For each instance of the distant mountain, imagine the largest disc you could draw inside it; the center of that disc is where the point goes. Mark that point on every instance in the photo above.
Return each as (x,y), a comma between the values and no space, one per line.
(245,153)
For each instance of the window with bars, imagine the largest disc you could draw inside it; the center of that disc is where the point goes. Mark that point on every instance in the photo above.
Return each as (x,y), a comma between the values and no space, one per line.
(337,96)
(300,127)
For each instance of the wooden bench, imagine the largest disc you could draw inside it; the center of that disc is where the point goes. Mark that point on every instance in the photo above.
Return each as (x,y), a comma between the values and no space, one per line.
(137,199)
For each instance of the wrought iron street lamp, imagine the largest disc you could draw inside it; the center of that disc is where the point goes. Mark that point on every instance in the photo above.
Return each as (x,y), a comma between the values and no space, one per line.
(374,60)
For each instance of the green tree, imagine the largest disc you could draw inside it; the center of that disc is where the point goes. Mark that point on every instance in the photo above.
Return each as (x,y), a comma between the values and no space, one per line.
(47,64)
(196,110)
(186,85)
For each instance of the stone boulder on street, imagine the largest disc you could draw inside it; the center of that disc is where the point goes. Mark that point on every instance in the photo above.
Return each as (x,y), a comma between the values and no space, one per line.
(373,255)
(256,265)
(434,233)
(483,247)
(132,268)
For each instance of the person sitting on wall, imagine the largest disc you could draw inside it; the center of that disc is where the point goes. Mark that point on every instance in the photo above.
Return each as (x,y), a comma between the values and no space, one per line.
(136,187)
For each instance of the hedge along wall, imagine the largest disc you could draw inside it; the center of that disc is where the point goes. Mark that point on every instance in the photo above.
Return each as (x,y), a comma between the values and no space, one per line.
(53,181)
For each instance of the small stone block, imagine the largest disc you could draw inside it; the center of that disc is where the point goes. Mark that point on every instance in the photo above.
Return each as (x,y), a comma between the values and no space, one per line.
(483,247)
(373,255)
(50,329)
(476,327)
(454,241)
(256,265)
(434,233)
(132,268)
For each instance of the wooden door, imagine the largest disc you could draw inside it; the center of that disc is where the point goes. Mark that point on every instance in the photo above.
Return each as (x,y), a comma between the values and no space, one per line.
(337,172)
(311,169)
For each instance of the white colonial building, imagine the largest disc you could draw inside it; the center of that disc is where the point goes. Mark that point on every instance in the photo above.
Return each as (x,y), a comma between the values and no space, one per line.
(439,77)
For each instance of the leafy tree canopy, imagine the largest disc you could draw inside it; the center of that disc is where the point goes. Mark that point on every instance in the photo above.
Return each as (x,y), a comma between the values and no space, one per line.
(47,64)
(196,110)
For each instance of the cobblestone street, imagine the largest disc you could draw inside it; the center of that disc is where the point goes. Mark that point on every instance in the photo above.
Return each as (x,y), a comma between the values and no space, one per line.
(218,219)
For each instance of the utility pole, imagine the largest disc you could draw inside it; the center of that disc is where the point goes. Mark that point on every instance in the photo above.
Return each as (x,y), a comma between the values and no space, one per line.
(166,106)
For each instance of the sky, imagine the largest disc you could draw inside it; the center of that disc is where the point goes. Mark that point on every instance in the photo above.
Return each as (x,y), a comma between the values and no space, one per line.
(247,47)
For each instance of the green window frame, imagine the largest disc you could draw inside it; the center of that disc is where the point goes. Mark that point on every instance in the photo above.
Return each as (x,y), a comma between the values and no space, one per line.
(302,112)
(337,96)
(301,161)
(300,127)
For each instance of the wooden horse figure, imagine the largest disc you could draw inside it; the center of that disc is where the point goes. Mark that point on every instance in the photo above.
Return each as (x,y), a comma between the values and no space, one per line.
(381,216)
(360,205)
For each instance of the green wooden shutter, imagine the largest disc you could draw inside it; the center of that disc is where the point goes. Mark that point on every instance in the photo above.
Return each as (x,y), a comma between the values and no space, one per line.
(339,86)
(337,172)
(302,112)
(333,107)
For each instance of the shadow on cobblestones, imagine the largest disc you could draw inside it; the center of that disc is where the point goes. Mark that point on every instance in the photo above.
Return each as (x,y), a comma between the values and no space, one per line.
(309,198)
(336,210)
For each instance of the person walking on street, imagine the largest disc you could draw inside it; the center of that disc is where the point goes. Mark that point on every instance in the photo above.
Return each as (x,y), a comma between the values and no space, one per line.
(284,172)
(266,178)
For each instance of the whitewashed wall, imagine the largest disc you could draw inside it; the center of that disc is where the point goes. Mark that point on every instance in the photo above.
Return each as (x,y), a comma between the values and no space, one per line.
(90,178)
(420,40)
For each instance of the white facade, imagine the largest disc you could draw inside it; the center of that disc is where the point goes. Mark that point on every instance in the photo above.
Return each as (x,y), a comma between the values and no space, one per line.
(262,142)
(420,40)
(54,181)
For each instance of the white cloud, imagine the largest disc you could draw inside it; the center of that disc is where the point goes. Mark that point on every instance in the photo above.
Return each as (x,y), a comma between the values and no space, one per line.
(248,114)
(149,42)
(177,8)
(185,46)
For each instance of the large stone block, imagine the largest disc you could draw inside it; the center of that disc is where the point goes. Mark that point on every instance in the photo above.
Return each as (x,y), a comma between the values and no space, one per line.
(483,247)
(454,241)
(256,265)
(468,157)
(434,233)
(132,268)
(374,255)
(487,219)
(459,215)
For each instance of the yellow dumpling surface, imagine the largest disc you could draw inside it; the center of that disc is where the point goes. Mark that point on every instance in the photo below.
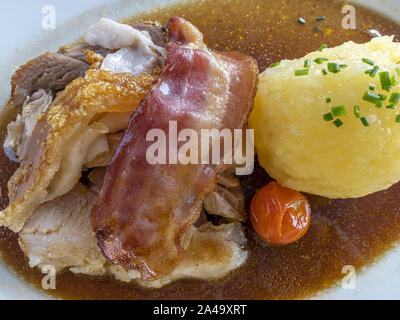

## Requirements:
Display each line of the data above that contains the word "block", copying every such line in full.

## Solution for this problem:
For each instance of the small stone block, imagine the largest disc you could draw inside it; the center of that disc is where the point goes. Mark that point on every instance in the photo above.
For each instance of the large stone block, imagine the largest disc you could draw inside it; the center of that disc is where the point goes. Mark that point on every instance in the photo above.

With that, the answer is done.